▶ **What you are asked to do**
Can you retype, word for word, the stretch from "The guy paints" through "is too much?" in the passage below about critiquing another writer's chapter?

I was asked to merely critique at my first meeting rather than post work to be critiqued. That makes sense, and I'm fine with that.

I've printed, so far, two pieces to critique for the meeting.

I'm having trouble with one of them.

The guy paints a great picture. Seriously, I'm so there in the scene.

But...he tells when he could show. He uses a lot of passive voice. And there are quite a few places he could tighten up his sentences.

I am not published. I am no expert. But I think I am a pretty decent writer. I find it, partially at least, my duty to help others if I can.

But...how much is too much?

I've never met these guys. Not yet. I can't walk in there with his chapter completely marked up, can I?

Don't worry - I'm giving him praise when he deserves it. I list the good along with the bad, and there's quite a bit of good.

But I'm nervous to walk in there and hand him this paper with quite a bit of critique as well. I can see him looking at me thinking, "Who do you think you are? You're new, and you think you know it all?"

▶ **Supplied material**
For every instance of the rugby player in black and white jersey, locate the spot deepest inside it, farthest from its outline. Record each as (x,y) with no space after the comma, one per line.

▶ **The output**
The guy paints a great picture. Seriously, I'm so there in the scene.

But...he tells when he could show. He uses a lot of passive voice. And there are quite a few places he could tighten up his sentences.

I am not published. I am no expert. But I think I am a pretty decent writer. I find it, partially at least, my duty to help others if I can.

But...how much is too much?